**WORK REQUIRED**.
Convert the items below into a JSON list of strings, with one string for each line and no blank lines.

**Collected data entries**.
┌────────

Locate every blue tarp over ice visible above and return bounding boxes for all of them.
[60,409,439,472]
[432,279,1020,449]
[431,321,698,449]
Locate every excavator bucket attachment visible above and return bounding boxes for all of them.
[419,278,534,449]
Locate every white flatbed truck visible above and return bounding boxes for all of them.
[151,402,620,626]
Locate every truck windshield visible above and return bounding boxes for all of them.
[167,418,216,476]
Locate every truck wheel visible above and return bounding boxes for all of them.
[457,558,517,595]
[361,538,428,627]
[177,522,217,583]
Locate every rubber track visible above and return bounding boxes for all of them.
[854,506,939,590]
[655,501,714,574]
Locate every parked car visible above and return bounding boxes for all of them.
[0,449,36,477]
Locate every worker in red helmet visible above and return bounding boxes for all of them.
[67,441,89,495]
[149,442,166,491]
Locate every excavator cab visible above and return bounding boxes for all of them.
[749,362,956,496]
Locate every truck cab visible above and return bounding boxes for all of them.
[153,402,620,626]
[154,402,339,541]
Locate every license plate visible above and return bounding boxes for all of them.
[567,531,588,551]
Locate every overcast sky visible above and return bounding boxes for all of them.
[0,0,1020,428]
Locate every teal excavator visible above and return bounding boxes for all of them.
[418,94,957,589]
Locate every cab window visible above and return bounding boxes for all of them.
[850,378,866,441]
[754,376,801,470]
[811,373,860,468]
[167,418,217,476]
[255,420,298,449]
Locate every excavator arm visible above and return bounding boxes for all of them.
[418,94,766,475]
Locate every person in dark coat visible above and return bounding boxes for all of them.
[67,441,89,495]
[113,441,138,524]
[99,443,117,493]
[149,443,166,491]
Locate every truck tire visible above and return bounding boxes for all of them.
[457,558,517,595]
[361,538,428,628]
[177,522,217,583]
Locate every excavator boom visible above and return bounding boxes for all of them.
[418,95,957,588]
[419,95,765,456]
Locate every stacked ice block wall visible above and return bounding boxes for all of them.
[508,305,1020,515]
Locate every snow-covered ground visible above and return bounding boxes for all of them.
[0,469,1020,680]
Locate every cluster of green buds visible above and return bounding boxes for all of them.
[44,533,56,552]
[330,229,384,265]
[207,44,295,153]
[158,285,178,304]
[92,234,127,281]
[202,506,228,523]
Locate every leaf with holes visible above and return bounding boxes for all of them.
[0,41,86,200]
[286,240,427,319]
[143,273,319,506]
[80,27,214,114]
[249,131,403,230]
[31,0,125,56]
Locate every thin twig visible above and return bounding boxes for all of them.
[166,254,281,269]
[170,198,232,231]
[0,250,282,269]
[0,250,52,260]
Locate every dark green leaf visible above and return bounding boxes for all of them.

└────────

**EXERCISE ANSWER**.
[
  "Locate every blue tarp over ice visible above and return bounding boxes for all of them.",
  "[60,409,439,472]",
  "[432,279,1020,449]",
  "[431,321,698,449]",
  "Locate every excavator bucket attachment visible above and return bounding boxes for all of them.",
  "[419,278,534,449]",
  "Locate every white flatbed truck visible above and return bounding boxes for all of them.",
  "[151,402,620,626]",
  "Locate every truck windshield visible above and return bounding boxes for all of them.",
  "[167,418,216,476]",
  "Locate every truck wheel visible above and return bounding boxes for all of them.",
  "[457,558,517,595]",
  "[361,538,428,627]",
  "[177,522,217,583]",
  "Locate every rubber track visible above and return bounding boxes for all of them.",
  "[854,506,939,590]",
  "[655,501,714,574]",
  "Locate every parked car visible above and return bounding boxes for all of them.",
  "[0,449,36,477]",
  "Locate every worker in red helmet visible above and return bounding boxes for all of them.",
  "[67,441,89,495]",
  "[149,442,166,491]",
  "Locate every excavator cab visible above and return bounding boxes for all of them.",
  "[749,362,956,496]",
  "Locate every truck cab visible above and return bounding boxes for all of them.",
  "[153,402,620,626]",
  "[154,402,339,541]",
  "Locate every license plate visible above and return bounding boxes for all of them.",
  "[567,531,588,551]",
  "Locate every overcast sky visible above and return bounding boxes for all of them.",
  "[0,0,1020,428]",
  "Locate every teal excavator visible above and return bounding boxes for all of them.",
  "[418,94,957,589]",
  "Locate every cab window visible above and return bounding boxes for all of them.",
  "[850,378,866,441]",
  "[754,376,801,470]",
  "[811,373,860,468]",
  "[167,418,217,476]",
  "[255,420,298,449]",
  "Locate every excavator arm visible above and return bounding boxes for all of them.",
  "[418,94,766,475]",
  "Locate every person in dark coat visible above and return bounding boxes for all of them.",
  "[67,441,89,495]",
  "[113,441,138,524]",
  "[99,443,117,493]",
  "[149,443,166,491]",
  "Locate every truck tire visible above and return bounding boxes for all of them.",
  "[457,558,517,595]",
  "[361,538,428,628]",
  "[177,522,217,583]",
  "Locate every excavator boom visible above and return bounding boxes for all of them.",
  "[418,95,957,588]",
  "[419,95,765,456]",
  "Locate every stacked ice block wall visible above and return bounding boxes for all of them.",
  "[508,305,1020,515]",
  "Locate every snow-covered ground visible above and return bounding boxes for all of them.",
  "[0,469,1020,680]",
  "Locate every cluster of green buds visible above and return bounding boxes for all of them.",
  "[44,533,56,552]",
  "[330,229,384,265]",
  "[207,44,295,153]",
  "[158,285,178,304]",
  "[92,234,127,281]",
  "[202,506,228,523]",
  "Locate every leaf with holes visible above and return bounding boxes for all of them.",
  "[0,41,86,200]",
  "[286,240,427,319]",
  "[143,273,319,506]",
  "[80,27,214,114]",
  "[249,131,403,230]",
  "[31,0,125,56]",
  "Locate every thin twig visible above and return bounding boxes for all of them.",
  "[166,254,281,269]",
  "[170,198,232,231]",
  "[0,250,282,269]",
  "[0,250,52,260]",
  "Locate every dark green leaf visible above and return bounding boxes for all of them."
]